> _Recorded information_
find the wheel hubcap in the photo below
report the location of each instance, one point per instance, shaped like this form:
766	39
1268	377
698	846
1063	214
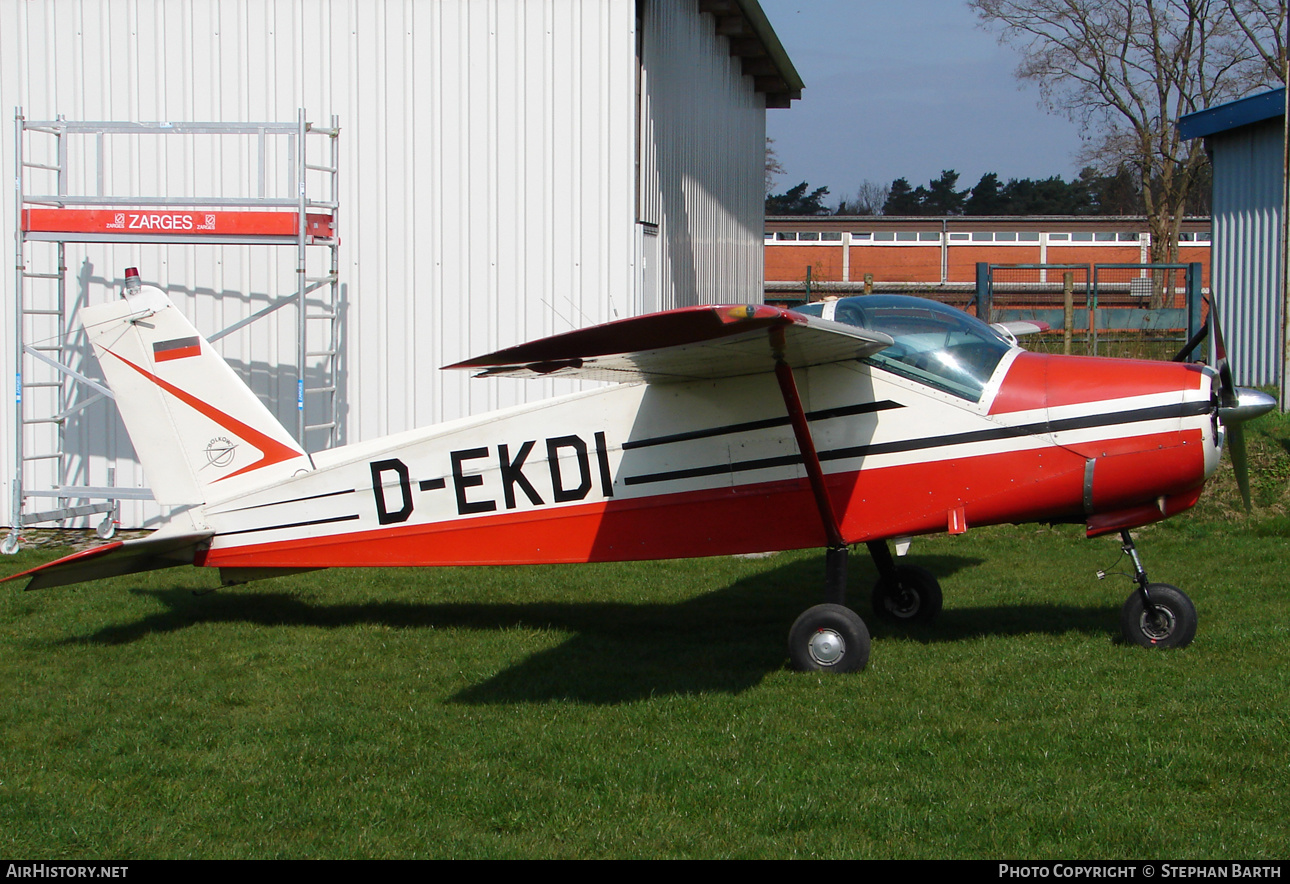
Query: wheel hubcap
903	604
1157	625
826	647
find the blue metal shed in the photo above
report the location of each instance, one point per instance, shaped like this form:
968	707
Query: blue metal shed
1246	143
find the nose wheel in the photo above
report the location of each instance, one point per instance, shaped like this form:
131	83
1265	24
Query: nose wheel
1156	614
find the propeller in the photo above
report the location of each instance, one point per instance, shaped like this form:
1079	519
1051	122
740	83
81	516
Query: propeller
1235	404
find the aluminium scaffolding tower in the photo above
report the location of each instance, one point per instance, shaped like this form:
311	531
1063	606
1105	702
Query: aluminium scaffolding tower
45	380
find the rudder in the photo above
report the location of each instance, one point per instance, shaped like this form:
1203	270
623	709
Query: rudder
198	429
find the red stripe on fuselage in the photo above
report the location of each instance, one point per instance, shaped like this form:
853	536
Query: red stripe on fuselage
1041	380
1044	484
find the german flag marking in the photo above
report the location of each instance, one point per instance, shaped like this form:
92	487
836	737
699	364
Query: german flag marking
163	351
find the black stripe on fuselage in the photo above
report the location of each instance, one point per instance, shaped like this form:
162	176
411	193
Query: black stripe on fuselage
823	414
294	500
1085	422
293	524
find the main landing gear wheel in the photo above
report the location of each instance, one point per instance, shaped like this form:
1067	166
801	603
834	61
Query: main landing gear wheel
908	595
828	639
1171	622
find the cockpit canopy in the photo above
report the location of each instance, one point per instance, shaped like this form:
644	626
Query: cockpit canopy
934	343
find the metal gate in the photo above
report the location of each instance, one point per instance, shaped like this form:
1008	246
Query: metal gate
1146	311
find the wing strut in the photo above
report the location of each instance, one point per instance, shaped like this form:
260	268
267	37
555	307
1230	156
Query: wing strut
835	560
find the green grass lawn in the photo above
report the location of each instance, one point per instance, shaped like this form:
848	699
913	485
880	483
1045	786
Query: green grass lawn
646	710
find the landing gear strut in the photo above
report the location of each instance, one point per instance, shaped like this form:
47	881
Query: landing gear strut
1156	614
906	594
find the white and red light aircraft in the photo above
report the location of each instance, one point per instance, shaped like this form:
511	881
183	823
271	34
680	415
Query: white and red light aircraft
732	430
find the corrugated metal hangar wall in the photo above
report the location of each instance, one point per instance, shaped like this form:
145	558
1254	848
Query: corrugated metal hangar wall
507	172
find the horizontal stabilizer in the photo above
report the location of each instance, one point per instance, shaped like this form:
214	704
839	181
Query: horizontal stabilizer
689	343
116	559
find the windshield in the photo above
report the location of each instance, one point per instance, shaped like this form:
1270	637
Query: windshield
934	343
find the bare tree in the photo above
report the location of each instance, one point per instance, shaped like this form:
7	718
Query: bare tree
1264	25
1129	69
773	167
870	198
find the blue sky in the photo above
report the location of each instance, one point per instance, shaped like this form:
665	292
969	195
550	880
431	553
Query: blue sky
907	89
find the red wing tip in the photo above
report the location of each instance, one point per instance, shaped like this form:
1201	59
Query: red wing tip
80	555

> _What the exercise asks_
All of the records above should be written out exactly, with the pictures left out.

> _Solution for this exercise_
find the wheel hubcap in the photo below
report the location of each instance, one point per instance, shaped like this form:
766	39
1268	377
698	846
1063	214
Query: wheel hubcap
903	604
1157	625
826	647
find the blue metal shed in the photo above
report the location of each instance, one point per instance, shaped like this form:
968	707
Query: blue metal shed
1246	143
find the nose wheel in the photo above
report the location of each instance, one point per instance, shaped like this form:
131	83
1265	24
Query: nose wheel
1156	614
find the propeller in the photo above
report the location of each instance, one point per instance, shaped like this form:
1079	519
1051	122
740	83
81	516
Query: propeller
1235	404
find the aluminium scaffolding tower in the photo above
report the location of each instance, one point per instance, shaped like this form:
311	531
1063	606
1105	702
Query: aluminium scaffolding tower
45	380
find the rudder in the photo above
report the location of each instance, one point per instance, shaped like this form:
1203	270
623	709
Query: rudder
198	429
find the red stripe on fuselage in the photo above
report the location of each instance, one point per instance, shaped like this form:
853	536
Query: red stripe on fuselage
1041	380
1044	484
find the german flag marking in the photo above
report the location of each instance, one point per instance, shaped like this form:
92	487
836	737
699	364
Query: german flag marking
163	351
find the black stripe on fuselage in the photo above
report the location of each instance, one point per instance, shaped like this form:
162	176
411	193
Query: black stripe on fuselage
823	414
294	500
1085	422
293	524
find the main landing gear wheel in the photo above
report the location of each instance, one point per instance, shaped like this form:
1067	166
801	603
834	61
Query: main landing gear wheel
908	595
828	639
1171	622
find the cockpit canopy in the photo above
report the location of each instance, one point per instance, shaped like this form:
644	626
Query: cockpit canopy
934	343
find the metal gate in the photo above
report the location of each instance, one point per instance, shaped like this form:
1008	246
Query: metal gate
1146	311
find the wing strut in the photo above
report the location of each instance, one point per instance, shaped like this form:
260	268
267	37
555	307
1230	156
Query: wing strut
835	560
find the green grass lawn in the photo above
report the location of each instance, one point per instance, shaped like this form:
848	699
913	485
880	483
1045	786
Query: green grass lawn
646	710
find the landing gear strut in the photo above
report the location of each instance, one point per instance, shaped like this form:
47	881
Query: landing gear strut
1156	614
906	594
find the white and red light aircraft in the photo above
report the location of each instance, one point per instance, shaped like this form:
511	881
183	823
271	34
680	415
Query: white and red light aircraft
732	430
find the corrugated metal hangar wall in the photo above
report the location of each instance, one point per instance, shaped like this form:
145	558
1254	848
Query: corrugated metal hangar wall
507	172
find the horizontal stabilizer in the photo above
report the location of each instance, one point per instance, shaped like this form:
214	704
839	181
Query: horizontal stabilizer
689	343
116	559
find the windshield in the photo above
report the location of each instance, one point per instance, shaped like this form:
1270	637
Query: windshield
934	343
find the bare tree in the photo above
report the location of each instance, one point per instance, shaped like this form:
7	718
Query: bare tree
1264	25
1129	69
773	167
870	198
find the blue sky in the photo above
report the location of each instance, one point per instance, shaped like this form:
665	292
969	195
550	880
431	553
Query: blue sky
907	89
find the red wing tip in the photo above
report the location of each instance, one point per instance, shaped like this form:
1201	59
Query: red wing tip
80	555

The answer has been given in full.